____ PROVIDED TEXT

The data of the engineering applications used by SMEs is stored in databases, which are often tailored to these systems. Data import and export usually happen through application programming interfaces (APIs) or specialized data pipelines. The data from the expert systems lies in the databases and other ancillary IT systems. That data typically uses other types of identification, which we refer to as identifiers . The data engineers and IT experts working on creating and maintaining the IT applications, databases, data integrations, and data pipelines usually use identifiers as a primary object identification method. These identifiers are often technical and designed to be unique within their context and focus less on human readability. Typical examples include GUIDs, UUIDs, auto-incremented numbers, or serial numbers for the equipment.

The challenge is that the mapping between descriptors and identifiers across applications needs to be explicit. In addition, SMEs and data engineers often only stick to either of the distinct categories of identificators – descriptors or identifiers. Both types are specialized for the workflows in which they are used and, therefore, are not optimal for use by other workflows. These challenges underline the importance of supporting both types of identification.

In addition to the two user groups already mentioned, we would also like to introduce the digital multi-discipline experts that work in the cross-section of one or several domains and IT, who map the information and help the two other user groups to move forward. This group would often need to have a good understanding of both domain knowledge and the IT applications, as well as types and mapping of the identificators.

________

▸ AIM A
From the passage on identifiers, write out everything from "The data of" down to "for the equipment.".
▸ AIM B
Summarize the passage on identifiers in two sentences.

____ RAW DATA

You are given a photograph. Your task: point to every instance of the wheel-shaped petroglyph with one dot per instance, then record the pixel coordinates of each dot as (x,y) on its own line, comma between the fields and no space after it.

________

▸ EXPECTED OUTPUT A
The data of the engineering applications used by SMEs is stored in databases, which are often tailored to these systems. Data import and export usually happen through application programming interfaces (APIs) or specialized data pipelines. The data from the expert systems lies in the databases and other ancillary IT systems. That data typically uses other types of identification, which we refer to as identifiers . The data engineers and IT experts working on creating and maintaining the IT applications, databases, data integrations, and data pipelines usually use identifiers as a primary object identification method. These identifiers are often technical and designed to be unique within their context and focus less on human readability. Typical examples include GUIDs, UUIDs, auto-incremented numbers, or serial numbers for the equipment.

▸ EXPECTED OUTPUT B
The data of engineering applications used by SMEs is stored in tailored databases and identified mainly by technical identifiers, such as GUIDs, UUIDs, auto-incremented numbers, or serial numbers, which data engineers and IT experts use as their primary identification method. Because the mapping between descriptors and identifiers must be explicit and SMEs and data engineers usually stick to only one of the two types, both need support, and digital multi-discipline experts who understand both domain knowledge and IT map the information to help the other two groups.